> RECORDS FOR THIS EXERCISE:
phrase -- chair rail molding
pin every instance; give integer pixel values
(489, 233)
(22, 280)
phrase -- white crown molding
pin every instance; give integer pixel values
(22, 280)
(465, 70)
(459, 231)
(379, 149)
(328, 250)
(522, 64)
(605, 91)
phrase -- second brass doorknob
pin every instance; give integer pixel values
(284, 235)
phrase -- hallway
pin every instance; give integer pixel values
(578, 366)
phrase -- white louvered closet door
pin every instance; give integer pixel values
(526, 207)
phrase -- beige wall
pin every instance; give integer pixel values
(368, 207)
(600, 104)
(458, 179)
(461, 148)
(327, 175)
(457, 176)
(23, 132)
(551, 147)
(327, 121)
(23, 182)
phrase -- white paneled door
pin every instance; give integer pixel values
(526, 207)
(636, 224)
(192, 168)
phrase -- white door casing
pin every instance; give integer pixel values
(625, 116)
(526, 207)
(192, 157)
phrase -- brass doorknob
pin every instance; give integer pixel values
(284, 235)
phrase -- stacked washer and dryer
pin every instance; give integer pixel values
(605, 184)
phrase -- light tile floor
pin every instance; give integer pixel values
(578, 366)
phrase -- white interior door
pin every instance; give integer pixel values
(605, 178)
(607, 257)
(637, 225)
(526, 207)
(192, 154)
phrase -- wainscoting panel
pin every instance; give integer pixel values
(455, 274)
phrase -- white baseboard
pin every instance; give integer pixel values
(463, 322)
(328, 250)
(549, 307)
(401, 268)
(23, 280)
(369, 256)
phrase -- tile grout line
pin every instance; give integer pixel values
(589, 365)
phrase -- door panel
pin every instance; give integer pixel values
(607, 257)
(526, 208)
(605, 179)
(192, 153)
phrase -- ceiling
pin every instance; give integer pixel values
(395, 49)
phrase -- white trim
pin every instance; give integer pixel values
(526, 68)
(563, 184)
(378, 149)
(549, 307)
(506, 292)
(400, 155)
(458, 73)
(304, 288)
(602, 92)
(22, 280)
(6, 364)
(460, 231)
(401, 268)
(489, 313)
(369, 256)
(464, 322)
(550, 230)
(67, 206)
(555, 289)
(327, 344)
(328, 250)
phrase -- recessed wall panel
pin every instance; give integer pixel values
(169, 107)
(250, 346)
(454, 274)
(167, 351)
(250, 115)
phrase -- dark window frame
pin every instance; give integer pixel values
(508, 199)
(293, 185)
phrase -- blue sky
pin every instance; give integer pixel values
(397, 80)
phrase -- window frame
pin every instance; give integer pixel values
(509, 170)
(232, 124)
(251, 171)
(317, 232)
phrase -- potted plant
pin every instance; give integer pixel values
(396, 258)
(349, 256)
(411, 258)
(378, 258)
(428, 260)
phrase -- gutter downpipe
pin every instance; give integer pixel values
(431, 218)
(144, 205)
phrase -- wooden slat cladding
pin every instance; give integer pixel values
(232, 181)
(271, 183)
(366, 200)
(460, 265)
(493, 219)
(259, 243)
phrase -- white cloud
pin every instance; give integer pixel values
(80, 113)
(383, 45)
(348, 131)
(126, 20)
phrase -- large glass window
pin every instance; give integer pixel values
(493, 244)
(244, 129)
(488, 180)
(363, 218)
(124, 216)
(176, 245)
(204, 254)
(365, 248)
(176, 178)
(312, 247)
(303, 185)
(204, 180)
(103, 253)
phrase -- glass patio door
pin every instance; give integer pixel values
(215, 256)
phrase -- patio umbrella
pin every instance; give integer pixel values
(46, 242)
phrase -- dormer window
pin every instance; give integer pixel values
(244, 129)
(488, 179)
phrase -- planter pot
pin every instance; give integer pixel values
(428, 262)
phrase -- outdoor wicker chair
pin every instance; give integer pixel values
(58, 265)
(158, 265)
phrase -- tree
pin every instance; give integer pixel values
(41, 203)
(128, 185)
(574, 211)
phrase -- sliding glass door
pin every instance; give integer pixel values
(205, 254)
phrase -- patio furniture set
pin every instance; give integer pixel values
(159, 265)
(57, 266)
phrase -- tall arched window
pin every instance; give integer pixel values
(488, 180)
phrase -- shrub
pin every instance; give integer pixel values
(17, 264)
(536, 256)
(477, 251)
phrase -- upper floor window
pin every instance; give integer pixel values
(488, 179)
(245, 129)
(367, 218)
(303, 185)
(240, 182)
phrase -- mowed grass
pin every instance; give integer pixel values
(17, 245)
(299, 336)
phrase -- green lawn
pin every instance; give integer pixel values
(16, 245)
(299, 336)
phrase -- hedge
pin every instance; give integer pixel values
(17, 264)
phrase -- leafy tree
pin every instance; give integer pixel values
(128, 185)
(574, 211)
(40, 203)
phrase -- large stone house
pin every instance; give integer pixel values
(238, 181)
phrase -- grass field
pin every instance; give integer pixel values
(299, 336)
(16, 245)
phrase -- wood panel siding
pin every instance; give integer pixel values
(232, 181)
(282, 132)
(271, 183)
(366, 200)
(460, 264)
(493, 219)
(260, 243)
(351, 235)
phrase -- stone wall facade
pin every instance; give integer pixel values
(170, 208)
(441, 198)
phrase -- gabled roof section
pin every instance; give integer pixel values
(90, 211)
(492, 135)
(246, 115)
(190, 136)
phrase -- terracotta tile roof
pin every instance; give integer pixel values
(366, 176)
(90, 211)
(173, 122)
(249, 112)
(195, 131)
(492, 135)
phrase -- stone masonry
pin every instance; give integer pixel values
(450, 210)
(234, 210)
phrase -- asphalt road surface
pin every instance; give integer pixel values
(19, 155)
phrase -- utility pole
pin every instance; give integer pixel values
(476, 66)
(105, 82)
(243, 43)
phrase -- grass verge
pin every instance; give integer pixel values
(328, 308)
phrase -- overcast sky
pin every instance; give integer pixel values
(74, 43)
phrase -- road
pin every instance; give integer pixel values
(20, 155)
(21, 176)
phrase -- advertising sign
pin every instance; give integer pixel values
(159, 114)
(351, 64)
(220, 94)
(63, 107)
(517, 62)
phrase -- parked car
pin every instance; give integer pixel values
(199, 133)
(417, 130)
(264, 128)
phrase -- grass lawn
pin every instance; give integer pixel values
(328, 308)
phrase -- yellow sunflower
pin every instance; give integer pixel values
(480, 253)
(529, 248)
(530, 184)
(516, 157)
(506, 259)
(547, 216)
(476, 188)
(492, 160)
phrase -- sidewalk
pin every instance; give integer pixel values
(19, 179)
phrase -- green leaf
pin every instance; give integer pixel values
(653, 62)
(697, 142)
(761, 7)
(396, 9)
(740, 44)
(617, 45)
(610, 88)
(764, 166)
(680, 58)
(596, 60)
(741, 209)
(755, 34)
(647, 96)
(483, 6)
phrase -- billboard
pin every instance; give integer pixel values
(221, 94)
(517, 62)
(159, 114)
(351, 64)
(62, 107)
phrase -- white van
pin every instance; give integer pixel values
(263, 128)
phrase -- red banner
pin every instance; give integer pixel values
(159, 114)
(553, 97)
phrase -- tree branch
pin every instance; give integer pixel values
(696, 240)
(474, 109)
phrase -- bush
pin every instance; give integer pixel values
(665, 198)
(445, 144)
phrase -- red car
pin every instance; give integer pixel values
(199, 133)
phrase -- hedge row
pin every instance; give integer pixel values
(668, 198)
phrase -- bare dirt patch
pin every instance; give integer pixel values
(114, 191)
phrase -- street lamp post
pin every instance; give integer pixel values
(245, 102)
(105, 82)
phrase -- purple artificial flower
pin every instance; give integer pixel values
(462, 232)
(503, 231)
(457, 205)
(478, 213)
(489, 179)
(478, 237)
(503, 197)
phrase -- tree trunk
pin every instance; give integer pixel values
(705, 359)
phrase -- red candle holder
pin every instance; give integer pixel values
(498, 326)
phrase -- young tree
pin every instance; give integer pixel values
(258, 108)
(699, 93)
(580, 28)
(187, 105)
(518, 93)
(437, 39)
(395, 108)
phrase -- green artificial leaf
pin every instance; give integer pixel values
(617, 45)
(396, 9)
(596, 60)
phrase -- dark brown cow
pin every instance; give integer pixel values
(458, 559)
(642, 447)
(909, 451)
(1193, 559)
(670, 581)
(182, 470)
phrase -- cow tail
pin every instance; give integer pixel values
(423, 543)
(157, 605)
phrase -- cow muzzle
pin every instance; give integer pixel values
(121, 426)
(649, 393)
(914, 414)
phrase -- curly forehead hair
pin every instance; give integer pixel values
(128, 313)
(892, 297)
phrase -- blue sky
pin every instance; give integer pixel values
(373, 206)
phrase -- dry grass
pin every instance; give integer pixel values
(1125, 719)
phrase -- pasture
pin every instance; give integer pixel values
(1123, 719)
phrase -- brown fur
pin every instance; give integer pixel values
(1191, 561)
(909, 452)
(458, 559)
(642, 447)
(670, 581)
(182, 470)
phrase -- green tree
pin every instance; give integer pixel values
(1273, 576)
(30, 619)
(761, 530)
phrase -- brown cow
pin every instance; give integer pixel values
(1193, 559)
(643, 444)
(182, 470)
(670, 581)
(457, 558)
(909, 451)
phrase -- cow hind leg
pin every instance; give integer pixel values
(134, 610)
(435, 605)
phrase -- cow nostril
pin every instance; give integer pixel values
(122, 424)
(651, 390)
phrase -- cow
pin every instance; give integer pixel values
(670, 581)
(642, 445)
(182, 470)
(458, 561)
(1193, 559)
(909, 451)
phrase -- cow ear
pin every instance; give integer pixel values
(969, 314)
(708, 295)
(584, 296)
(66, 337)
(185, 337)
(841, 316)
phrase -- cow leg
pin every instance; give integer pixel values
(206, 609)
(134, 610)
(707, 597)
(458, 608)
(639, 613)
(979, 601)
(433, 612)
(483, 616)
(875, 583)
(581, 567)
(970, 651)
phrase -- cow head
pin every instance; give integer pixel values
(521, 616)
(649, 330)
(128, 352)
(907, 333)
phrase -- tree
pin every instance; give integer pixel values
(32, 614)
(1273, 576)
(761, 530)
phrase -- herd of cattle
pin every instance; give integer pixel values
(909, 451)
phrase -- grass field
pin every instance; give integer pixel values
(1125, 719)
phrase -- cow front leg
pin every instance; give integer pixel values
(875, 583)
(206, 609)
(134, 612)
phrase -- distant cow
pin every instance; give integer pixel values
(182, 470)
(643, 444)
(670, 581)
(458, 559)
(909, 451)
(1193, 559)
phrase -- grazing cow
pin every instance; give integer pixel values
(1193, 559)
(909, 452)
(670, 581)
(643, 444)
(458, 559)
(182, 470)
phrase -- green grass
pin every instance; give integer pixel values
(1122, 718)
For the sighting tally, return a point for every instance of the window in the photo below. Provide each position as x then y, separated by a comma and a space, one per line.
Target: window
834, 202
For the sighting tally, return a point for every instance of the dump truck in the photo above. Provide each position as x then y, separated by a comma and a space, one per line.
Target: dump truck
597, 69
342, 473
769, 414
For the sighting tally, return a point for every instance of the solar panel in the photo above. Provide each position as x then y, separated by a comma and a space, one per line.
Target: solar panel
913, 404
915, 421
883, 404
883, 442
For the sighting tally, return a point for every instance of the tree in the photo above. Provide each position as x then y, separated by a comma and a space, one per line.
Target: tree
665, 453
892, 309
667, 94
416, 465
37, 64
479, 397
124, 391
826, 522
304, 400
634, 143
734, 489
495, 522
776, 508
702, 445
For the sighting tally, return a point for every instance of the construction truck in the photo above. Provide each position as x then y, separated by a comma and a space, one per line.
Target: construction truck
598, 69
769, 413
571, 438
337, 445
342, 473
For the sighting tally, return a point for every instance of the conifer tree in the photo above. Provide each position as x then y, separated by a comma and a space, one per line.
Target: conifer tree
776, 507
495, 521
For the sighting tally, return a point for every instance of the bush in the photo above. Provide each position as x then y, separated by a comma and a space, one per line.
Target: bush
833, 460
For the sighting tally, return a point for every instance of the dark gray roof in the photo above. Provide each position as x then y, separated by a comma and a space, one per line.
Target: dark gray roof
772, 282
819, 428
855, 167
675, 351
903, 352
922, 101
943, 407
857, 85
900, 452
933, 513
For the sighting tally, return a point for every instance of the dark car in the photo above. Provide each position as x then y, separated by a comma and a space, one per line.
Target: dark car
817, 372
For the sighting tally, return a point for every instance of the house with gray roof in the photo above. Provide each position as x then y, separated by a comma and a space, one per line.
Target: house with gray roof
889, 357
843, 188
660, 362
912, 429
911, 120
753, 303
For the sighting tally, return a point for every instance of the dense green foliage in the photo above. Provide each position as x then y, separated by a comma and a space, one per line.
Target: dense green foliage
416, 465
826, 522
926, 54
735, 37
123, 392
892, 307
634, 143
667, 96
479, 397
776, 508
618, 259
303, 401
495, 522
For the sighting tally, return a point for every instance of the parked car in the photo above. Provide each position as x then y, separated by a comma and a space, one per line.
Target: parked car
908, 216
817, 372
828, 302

> OBJECTIVE: Nothing but the lines from the one with "the dark car" through the end of the data above should be repeated, each exactly as it stands.

> EXPECTED ANSWER:
For the sighting tally, return a point for every instance of the dark car in the photo above. Provide each position as x then y, separated by a comma and a space, one per line.
Target: dark car
817, 372
For the sighting tally, return a point for every instance of the house with gray roof in the photo above. Provide each position as x then y, separated by a comma and a space, one per line.
Target: house with gray roof
889, 357
843, 188
660, 362
912, 429
911, 120
753, 303
For the sighting tally, return a point for every instance of the dense green foliage in the photo above. Provide each position as x then y, separated by a comma and a space, one per line.
Target: dense green foliage
416, 465
826, 522
926, 54
735, 37
123, 392
892, 307
634, 143
667, 96
479, 397
776, 508
618, 259
303, 401
495, 522
For the sighting tally, return a point for every instance of the parked car in the photo above. Provide each position as x then y, separated by a comma and a space, one per line.
Target: parked car
908, 216
817, 372
828, 302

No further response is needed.